Render the lines of the records, starting at the one containing "Expected: for every instance of the van side" and running through the end of the records, as a Markdown table with the columns Row and Line. Number each row and leave out any blank lines.

» Dataset excerpts on object pointing:
┄┄┄┄┄┄┄┄┄┄

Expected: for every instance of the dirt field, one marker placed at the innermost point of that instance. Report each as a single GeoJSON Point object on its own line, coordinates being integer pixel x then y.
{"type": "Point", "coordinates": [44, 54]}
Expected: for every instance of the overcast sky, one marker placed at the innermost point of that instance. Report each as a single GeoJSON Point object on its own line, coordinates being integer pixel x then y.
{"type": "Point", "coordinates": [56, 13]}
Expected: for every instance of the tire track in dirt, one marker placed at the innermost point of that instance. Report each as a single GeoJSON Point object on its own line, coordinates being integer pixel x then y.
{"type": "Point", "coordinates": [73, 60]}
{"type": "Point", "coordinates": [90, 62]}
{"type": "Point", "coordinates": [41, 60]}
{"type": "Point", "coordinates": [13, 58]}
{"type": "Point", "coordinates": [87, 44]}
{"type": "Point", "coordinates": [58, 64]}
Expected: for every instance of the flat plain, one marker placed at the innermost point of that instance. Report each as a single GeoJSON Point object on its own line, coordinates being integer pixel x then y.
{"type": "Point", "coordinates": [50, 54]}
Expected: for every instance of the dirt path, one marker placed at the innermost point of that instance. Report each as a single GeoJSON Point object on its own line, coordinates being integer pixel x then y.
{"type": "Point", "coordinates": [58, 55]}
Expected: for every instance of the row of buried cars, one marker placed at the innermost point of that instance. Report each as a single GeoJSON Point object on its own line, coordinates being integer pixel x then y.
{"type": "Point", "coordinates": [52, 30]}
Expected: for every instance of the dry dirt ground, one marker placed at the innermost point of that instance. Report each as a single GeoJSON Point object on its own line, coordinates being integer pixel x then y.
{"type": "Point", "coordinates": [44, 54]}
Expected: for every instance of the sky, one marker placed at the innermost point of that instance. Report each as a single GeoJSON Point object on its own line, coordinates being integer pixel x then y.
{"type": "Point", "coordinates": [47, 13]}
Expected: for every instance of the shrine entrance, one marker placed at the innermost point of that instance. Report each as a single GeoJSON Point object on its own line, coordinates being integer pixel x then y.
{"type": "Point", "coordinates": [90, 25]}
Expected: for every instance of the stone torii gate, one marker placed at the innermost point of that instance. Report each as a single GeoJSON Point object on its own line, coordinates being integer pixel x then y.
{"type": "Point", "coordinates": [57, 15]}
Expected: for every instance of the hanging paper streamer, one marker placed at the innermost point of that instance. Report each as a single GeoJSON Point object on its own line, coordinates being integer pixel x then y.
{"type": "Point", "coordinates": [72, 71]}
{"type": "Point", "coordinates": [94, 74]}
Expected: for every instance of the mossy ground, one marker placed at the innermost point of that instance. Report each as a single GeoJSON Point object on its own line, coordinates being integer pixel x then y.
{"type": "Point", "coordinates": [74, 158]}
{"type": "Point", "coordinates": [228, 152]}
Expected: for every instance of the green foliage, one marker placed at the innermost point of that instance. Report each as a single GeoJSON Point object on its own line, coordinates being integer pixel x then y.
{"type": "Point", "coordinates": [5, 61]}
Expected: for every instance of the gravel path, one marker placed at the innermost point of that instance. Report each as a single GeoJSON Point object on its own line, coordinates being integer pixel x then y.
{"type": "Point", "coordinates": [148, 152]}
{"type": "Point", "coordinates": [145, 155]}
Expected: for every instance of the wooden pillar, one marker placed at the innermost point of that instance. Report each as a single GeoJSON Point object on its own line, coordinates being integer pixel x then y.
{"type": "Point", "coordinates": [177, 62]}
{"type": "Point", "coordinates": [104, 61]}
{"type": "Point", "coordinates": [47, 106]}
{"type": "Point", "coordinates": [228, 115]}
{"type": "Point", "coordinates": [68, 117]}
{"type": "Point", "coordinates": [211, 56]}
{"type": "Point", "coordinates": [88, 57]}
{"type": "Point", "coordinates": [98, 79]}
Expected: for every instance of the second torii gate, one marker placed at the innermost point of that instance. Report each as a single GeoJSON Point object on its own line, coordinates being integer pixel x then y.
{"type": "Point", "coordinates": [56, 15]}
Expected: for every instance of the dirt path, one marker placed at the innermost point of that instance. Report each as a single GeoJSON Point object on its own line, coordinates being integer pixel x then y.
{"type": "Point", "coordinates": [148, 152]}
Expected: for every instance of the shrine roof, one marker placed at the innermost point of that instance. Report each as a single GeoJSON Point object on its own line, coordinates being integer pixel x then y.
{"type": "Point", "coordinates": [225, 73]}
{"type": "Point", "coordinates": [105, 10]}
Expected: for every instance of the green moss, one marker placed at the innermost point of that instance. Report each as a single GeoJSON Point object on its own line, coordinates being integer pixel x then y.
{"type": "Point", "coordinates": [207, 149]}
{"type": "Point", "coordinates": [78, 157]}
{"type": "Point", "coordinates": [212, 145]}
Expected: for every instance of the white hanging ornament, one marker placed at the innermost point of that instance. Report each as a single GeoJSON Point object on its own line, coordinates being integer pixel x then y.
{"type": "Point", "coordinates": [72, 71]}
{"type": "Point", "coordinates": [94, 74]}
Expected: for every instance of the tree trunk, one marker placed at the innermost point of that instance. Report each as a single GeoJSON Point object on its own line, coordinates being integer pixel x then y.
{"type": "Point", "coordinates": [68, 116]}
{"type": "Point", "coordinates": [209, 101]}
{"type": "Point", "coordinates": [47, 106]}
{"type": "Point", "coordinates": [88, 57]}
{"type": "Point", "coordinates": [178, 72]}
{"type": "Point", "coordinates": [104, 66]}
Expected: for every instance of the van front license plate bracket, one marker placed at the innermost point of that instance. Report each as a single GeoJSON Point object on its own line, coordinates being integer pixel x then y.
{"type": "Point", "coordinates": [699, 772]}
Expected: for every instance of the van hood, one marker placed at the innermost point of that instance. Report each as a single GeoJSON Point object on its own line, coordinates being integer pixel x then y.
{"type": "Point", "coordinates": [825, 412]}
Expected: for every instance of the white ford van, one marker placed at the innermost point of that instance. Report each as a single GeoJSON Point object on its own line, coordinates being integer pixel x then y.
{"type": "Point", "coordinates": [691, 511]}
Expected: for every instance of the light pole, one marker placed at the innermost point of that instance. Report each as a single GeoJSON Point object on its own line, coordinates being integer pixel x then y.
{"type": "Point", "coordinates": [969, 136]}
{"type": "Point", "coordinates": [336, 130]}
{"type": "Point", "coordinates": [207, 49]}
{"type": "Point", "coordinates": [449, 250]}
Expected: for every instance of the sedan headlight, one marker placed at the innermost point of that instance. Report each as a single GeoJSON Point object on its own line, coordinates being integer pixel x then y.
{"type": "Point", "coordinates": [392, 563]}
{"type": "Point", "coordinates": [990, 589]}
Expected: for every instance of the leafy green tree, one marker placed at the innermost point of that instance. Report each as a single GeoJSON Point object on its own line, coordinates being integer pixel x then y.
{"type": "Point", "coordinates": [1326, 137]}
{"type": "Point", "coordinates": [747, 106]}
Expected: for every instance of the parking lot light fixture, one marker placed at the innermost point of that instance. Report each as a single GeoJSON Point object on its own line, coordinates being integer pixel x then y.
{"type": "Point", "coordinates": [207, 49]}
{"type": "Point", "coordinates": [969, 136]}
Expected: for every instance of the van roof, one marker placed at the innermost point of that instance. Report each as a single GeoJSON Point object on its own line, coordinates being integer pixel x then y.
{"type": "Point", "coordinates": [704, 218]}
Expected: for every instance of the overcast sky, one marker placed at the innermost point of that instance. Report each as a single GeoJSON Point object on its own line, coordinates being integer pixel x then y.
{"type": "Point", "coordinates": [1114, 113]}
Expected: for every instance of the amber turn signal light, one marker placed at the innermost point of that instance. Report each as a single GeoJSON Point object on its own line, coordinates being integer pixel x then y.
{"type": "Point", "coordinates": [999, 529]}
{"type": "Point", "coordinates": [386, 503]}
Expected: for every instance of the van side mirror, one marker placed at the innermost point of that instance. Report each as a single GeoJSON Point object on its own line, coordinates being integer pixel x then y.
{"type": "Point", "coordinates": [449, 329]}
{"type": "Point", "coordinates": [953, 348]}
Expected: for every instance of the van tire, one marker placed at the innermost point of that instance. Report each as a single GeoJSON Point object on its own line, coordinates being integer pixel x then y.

┄┄┄┄┄┄┄┄┄┄

» Problem solution:
| Row | Line |
|---|---|
| 1 | Expected: for every instance of the van side mirror, one marker placed at the innermost point of that instance. Report each as a single GeoJSON Point object on its own line, coordinates being integer pixel x then y. |
| 2 | {"type": "Point", "coordinates": [449, 329]} |
| 3 | {"type": "Point", "coordinates": [953, 348]} |
| 4 | Expected: for every instance of the van tire, one marker placed at the innermost point of that instance. Report each as a single GeoJSON Point object on its own line, coordinates being integer pixel x then y. |